The Chairman of the Committee has claimed that this approach will provide health insurance for 97 percent of all Americans.  The only way he can achieve those numbers is by taking credit for
the Medicaid expansion being considered by the Finance Committee.  While the Chairman takes credit for the new coverage, he does not account for the costs associated with those expansions.
 
I serve on the Finance Committee and have worked closely with Senators Baucus and Grassley in their efforts to craft a bipartisan bill.  I know that a Medicaid expansion will cost several hundred billion additional dollars and will increase the costs of the total bill to well over $1 trillion dollars. 
 
If we are going to discuss what this bill does, we also need to be up front about what this bill will truly cost.  We need to acknowledge that the Medicaid expansions will be paid for on the backs of state budgets, at the time when California is literally writing I-O-U’s because they are going bankrupt and states across the country are facing the worst fiscal crisis in a generation.
 
We also need to acknowledge why the estimates of the bill are lower than the first numbers we saw.  The first reason is because the bill contains a new tax on employers who do not offer health insurance to their employees.  This new tax will drive down wages and cause employers to reduce the number of their employees. 
 
Most economists agree that the effects of this economic growth killing tax will fall disproportionately on low income and minority populations.  With the unemployment rate now close to 10 percent, we should be finding ways to create new jobs for Americans, rather than imposing new taxes that will cut their pay and cost them their jobs.
 
The bill also reduces its cost estimate by violating one of President Obama’s campaign pledges from last year.  President Obama promised that he would not increase taxes on families who made less than $250,000.  But that’s exactly what this bill does – it taxes Americans who do not have health insurance.  Most of those families make far less than $250,000 a year, but according to the CBO, under this bill they will have to pay $36 billion in new tax penalties over the next 10 years.  There should be no doubt -- The American people should understand and the Administration should understand that this bill breaks President Obama’s campaign pledge on taxes.
 
Another reason the estimate of this bill is lower is because the Chairman uses a budget gimmick to hide the true cost of the bill.  The bill assumes $58 billion in new revenue from a new payroll tax (again paid mostly by families making less than $250,000 a year).  This new tax revenue is supposed to pay for long term care benefits.

########

▸ **Tasks and exercises**
(a) According to the health care bill statement, how much in new tax penalties will Americans without health insurance pay over the next 10 years, per the CBO?
(b) Please carry on the health care bill statement from its final sentence.

########

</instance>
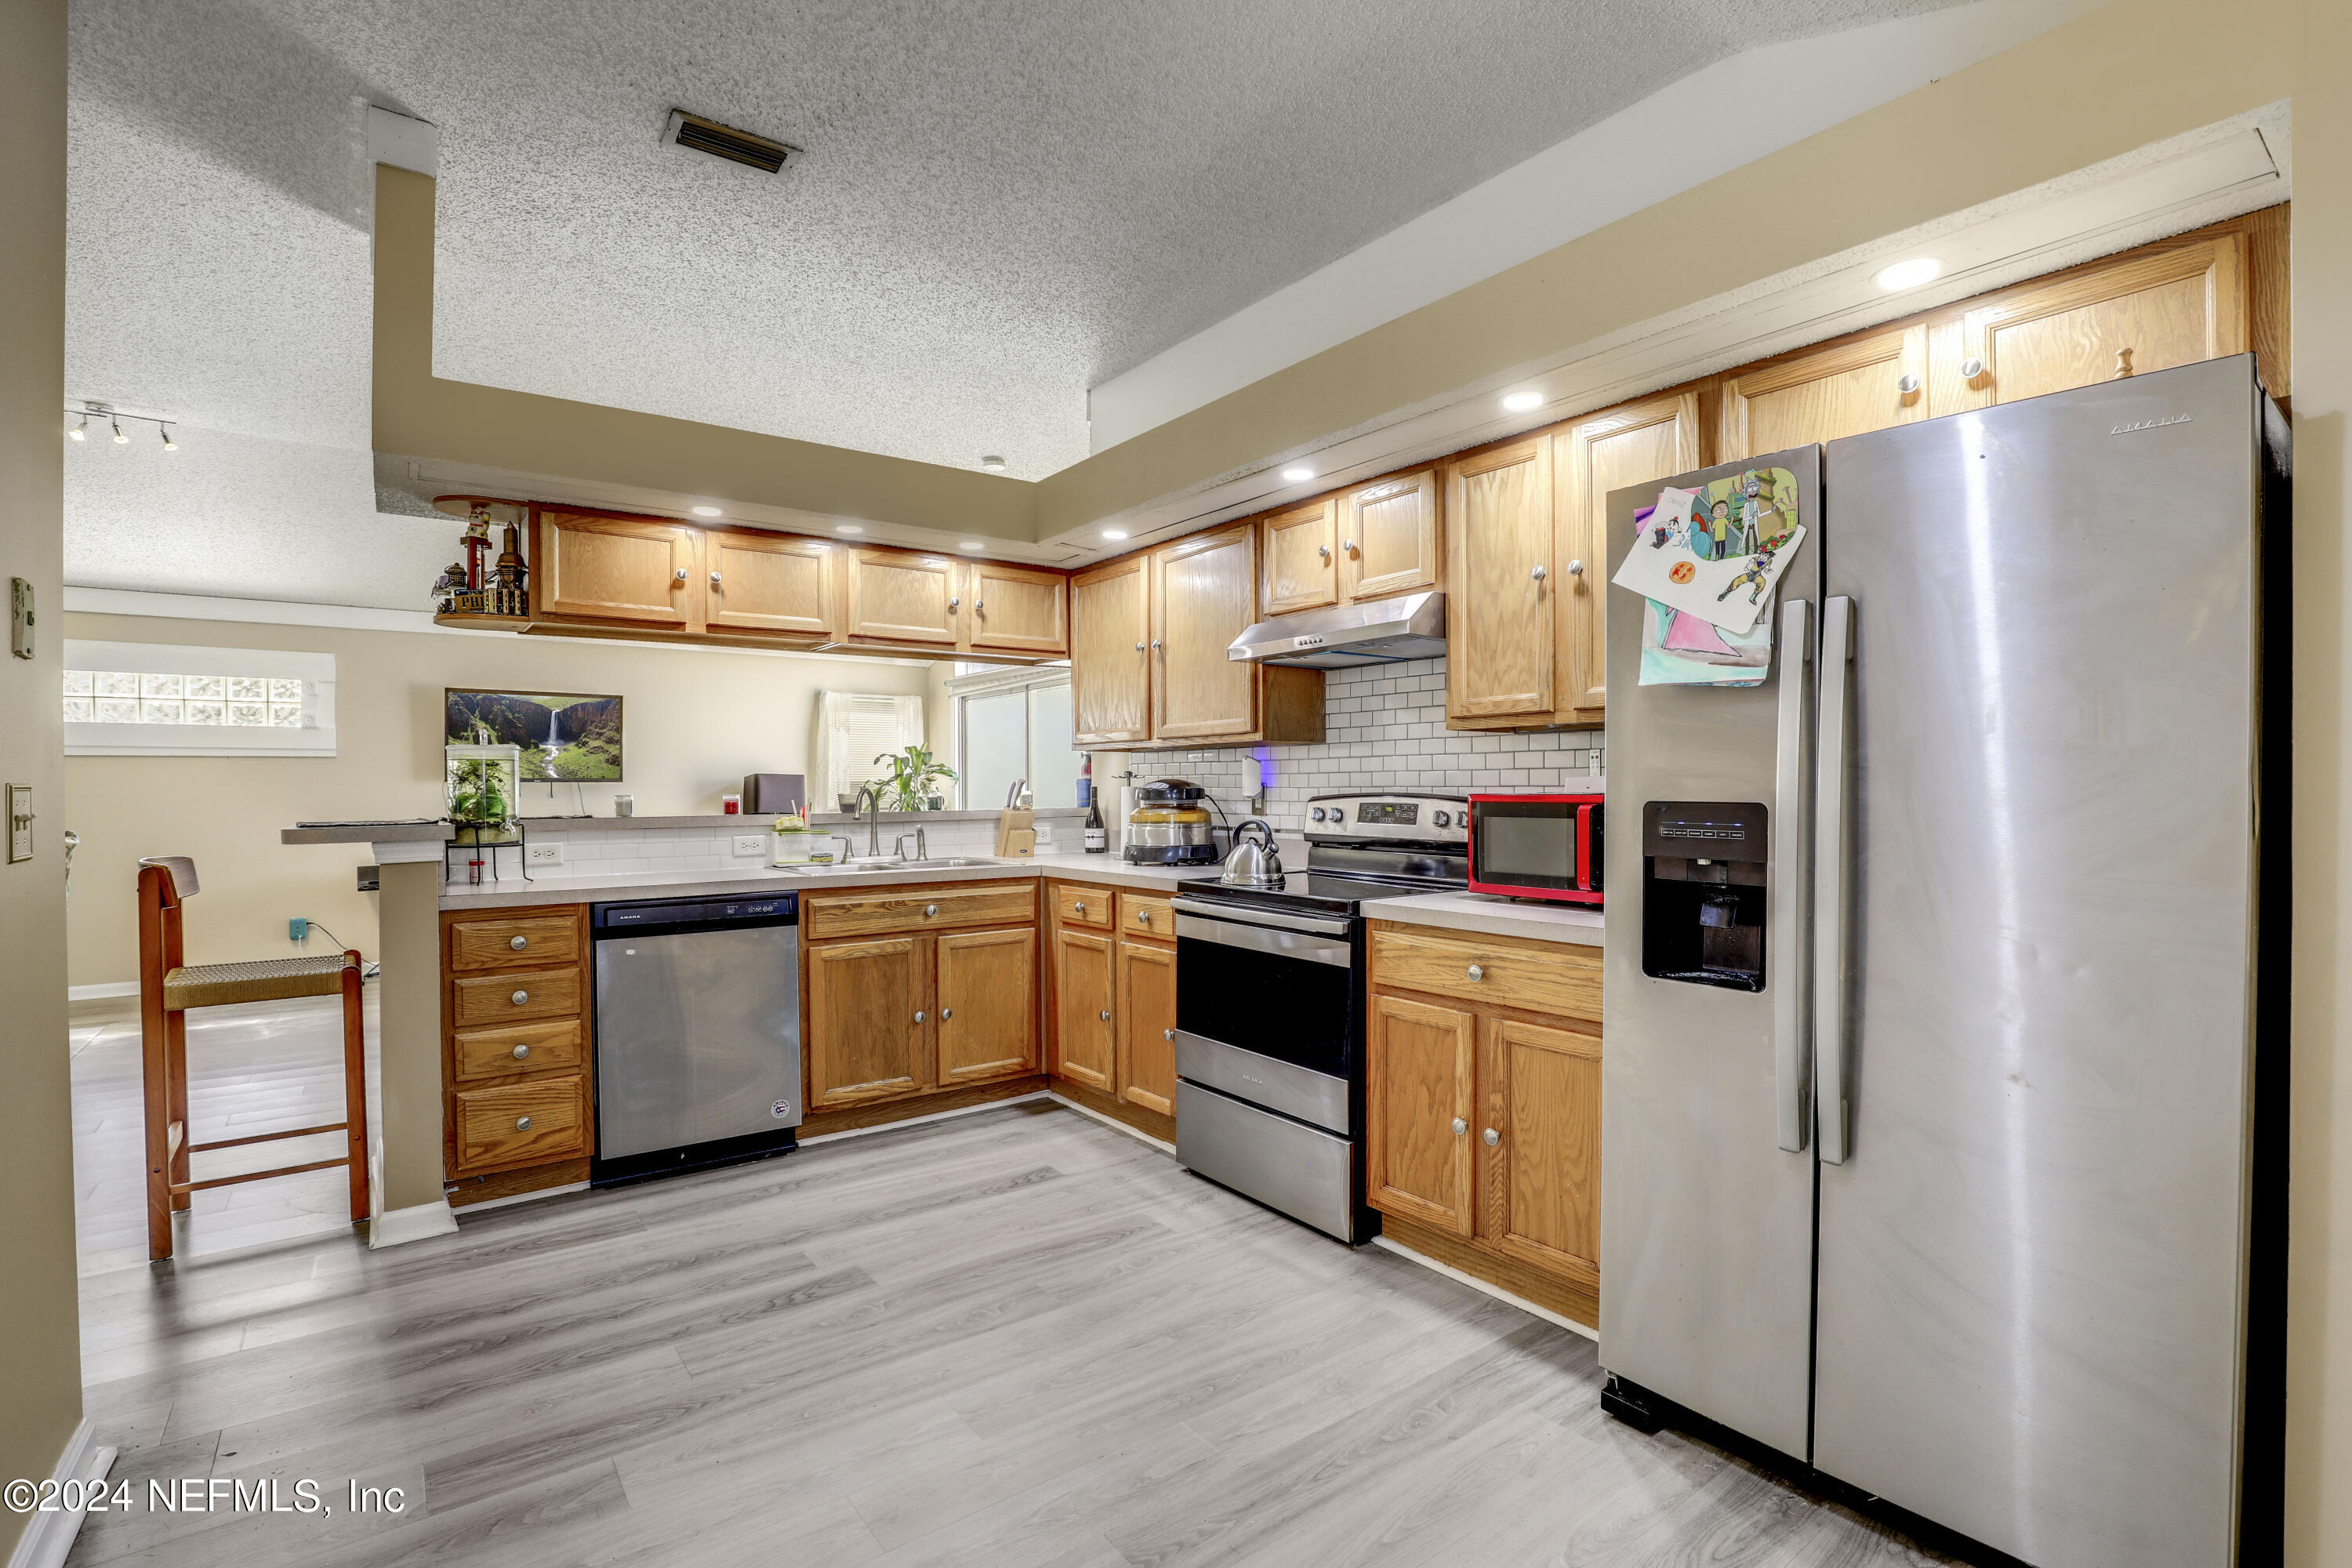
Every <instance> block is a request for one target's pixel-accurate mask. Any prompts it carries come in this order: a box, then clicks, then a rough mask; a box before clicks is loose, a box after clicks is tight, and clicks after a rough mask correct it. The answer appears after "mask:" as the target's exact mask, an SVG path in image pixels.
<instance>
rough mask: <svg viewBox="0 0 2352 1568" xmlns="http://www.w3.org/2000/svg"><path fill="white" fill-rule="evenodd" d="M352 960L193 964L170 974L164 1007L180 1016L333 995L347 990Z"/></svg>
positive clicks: (322, 959) (323, 959)
mask: <svg viewBox="0 0 2352 1568" xmlns="http://www.w3.org/2000/svg"><path fill="white" fill-rule="evenodd" d="M348 961H350V959H346V954H341V952H336V954H329V957H322V959H252V961H247V964H188V966H183V969H172V971H165V978H162V1004H165V1009H169V1011H174V1013H179V1011H183V1009H191V1006H228V1004H230V1001H282V999H287V997H334V994H336V992H341V990H343V969H346V966H348Z"/></svg>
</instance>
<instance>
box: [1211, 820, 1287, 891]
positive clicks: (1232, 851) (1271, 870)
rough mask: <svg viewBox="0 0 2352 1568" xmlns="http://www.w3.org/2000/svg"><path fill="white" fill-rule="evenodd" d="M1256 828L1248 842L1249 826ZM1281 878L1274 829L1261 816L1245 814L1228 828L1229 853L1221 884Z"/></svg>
mask: <svg viewBox="0 0 2352 1568" xmlns="http://www.w3.org/2000/svg"><path fill="white" fill-rule="evenodd" d="M1251 827H1256V830H1258V839H1256V842H1251V839H1249V837H1247V835H1249V830H1251ZM1277 882H1282V851H1279V849H1277V846H1275V830H1272V825H1268V823H1265V818H1258V816H1254V818H1249V820H1244V823H1242V825H1237V827H1235V830H1232V853H1230V856H1225V875H1223V877H1218V884H1223V886H1275V884H1277Z"/></svg>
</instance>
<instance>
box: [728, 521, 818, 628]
mask: <svg viewBox="0 0 2352 1568" xmlns="http://www.w3.org/2000/svg"><path fill="white" fill-rule="evenodd" d="M833 555H835V552H833V545H828V543H826V541H821V538H790V536H786V534H736V531H710V534H703V569H706V585H703V588H706V611H703V623H706V625H713V628H724V630H741V632H793V635H804V637H830V635H833Z"/></svg>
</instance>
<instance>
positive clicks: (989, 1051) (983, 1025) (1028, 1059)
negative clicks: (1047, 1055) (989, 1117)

########

▸ **Answers to the exercise**
(a) $36 billion.

(b)
 
According to CBO, this provision will take in more revenue than it pays out in disability benefits over the next 10 years.  What will happen though, when more people become eligible for this program, outside the ten year window?  According to outside actuaries, this new program will then become an unfunded liability that will cost the taxpayers $2 trillion dollars.
 
While I have seen lots of budget gimmicks used over the years to “pay-for” new programs, I have never seen anything as bold as this.  Only in Washington could someone develop a policy that will cost the taxpayers $2 trillion, call that a savings and then use it to pay for more federal spending.
 
While this bill uses new taxes and budget gimmicks to reduce its estimated cost, we should also note what did not reduce the cost of the bill.  According to CBO, the new government-run health plan did not have a substantial effect in reducing the score of the bill.  Advocates of a government-run health plan have long argued that the inclusion of such a plan would drive down health care costs.  According to the CBO, these claims are wrong.
 
This bill still spends too much, taxes too much and does too little to reduce health care costs for working Americans.  It reflects an ideological desire to design a health care plan that falls far outside mainstream thinking on health reform and that bears no connection to what we can afford.  Our best hope is that most of the provisions in this bill are discarded before it comes to the floor, and the Senate instead considers the provisions being negotiated by the Finance Committee, where the Chairman and Ranking Members have committed to pay for their policy changes.